**** Provided entries

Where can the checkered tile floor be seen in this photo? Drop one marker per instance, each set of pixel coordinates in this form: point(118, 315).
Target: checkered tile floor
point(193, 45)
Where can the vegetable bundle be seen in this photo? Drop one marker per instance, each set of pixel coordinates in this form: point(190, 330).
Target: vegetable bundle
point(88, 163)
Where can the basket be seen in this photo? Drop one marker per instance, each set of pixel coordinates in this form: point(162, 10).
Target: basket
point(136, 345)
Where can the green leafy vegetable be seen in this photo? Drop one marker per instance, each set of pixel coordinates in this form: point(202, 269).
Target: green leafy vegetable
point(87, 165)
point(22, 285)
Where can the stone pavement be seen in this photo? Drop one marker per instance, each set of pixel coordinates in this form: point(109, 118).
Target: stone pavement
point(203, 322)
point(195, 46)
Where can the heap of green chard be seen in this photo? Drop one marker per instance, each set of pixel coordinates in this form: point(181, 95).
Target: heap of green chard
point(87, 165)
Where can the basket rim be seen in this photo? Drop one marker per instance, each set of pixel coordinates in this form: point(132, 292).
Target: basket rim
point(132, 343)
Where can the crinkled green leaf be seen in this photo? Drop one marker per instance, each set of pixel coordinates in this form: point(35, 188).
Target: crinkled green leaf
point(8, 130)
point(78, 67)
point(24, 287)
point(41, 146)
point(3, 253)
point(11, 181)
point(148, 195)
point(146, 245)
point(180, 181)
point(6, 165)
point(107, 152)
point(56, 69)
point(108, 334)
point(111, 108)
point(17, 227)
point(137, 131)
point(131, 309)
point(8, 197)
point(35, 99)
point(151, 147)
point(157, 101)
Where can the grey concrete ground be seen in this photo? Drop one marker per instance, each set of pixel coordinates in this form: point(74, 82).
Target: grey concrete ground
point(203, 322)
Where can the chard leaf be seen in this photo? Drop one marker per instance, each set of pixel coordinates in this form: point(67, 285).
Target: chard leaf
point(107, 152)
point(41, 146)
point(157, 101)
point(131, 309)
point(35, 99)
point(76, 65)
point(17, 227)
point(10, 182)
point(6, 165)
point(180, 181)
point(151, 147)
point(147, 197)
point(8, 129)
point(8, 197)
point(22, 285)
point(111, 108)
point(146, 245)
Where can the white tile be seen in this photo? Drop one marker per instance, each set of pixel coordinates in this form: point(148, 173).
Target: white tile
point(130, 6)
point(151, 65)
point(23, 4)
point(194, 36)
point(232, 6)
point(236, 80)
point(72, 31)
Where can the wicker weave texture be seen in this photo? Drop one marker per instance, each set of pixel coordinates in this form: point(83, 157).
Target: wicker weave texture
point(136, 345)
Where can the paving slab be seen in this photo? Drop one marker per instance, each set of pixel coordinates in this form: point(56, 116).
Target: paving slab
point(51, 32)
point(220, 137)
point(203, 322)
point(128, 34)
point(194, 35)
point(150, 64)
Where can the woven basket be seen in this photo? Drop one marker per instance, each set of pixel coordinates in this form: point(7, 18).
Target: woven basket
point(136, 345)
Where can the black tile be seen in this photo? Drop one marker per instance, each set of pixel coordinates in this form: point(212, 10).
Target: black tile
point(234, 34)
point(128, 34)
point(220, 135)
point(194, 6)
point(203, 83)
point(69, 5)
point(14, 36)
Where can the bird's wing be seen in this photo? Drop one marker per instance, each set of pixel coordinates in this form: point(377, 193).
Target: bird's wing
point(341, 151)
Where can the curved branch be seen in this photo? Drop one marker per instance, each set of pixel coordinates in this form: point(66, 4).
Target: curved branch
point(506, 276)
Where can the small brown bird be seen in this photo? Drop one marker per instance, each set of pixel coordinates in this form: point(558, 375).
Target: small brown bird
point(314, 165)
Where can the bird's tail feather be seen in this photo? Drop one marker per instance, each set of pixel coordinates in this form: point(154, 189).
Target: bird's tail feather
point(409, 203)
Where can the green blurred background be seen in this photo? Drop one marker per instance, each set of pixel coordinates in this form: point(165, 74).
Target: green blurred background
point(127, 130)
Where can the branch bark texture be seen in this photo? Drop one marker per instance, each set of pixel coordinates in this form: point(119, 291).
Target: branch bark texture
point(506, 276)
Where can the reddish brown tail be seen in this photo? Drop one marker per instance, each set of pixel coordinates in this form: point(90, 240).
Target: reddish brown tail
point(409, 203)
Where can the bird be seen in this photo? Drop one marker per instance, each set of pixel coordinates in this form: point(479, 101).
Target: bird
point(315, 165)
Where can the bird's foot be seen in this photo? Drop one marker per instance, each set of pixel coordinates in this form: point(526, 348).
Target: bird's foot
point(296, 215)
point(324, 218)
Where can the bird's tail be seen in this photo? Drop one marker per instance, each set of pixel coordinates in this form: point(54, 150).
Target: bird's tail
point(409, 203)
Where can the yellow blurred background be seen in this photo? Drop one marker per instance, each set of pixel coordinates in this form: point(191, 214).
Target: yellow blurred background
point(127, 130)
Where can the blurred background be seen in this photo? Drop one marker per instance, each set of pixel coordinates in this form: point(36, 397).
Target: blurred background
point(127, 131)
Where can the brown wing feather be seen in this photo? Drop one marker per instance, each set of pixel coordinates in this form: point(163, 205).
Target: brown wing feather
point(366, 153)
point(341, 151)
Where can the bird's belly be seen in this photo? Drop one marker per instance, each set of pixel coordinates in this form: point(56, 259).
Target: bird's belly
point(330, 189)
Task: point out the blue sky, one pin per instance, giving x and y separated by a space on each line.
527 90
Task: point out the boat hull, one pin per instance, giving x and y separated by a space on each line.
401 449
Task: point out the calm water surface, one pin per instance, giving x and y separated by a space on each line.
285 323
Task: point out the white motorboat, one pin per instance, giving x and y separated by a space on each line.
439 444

********

▸ Work required: Please copy out the lines of the listing above without any changes, starting with the line that contains "Where can the curved" and going on through the line that contains "point(324, 218)".

▸ Full solution:
Where can the curved branch be seen in this photo? Drop one marker per instance, each set of pixel coordinates in this form: point(66, 4).
Target: curved branch
point(506, 276)
Where can the small brown bird be seen in this photo? Drop one marker per instance, each set of pixel coordinates in this form: point(558, 375).
Target: small brown bird
point(314, 165)
Where can the bird's tail feather be seen in this photo? Drop one marker per instance, each set of pixel coordinates in this form: point(154, 189).
Target: bird's tail feather
point(409, 203)
Where can the green blurred background be seen in this photo? Drop one marker per instance, each set of pixel coordinates in this form: point(165, 74).
Target: green blurred background
point(127, 130)
Where can the branch bark texture be seen in this photo? Drop one marker per instance, each set of pixel coordinates in this form: point(119, 291).
Target: branch bark texture
point(506, 276)
Where can the reddish brown tail be seen in this photo? Drop one marker per instance, each set of pixel coordinates in this form: point(90, 240).
Target: reddish brown tail
point(409, 203)
Where can the bird be seen in this photo? Drop one marker per instance, each set of pixel coordinates in this form: point(479, 101).
Target: bird
point(315, 165)
Where can the bird's foot be seen in this photo? Drop one marker per instance, each set of pixel coordinates in this form: point(526, 348).
Target: bird's foot
point(296, 215)
point(324, 218)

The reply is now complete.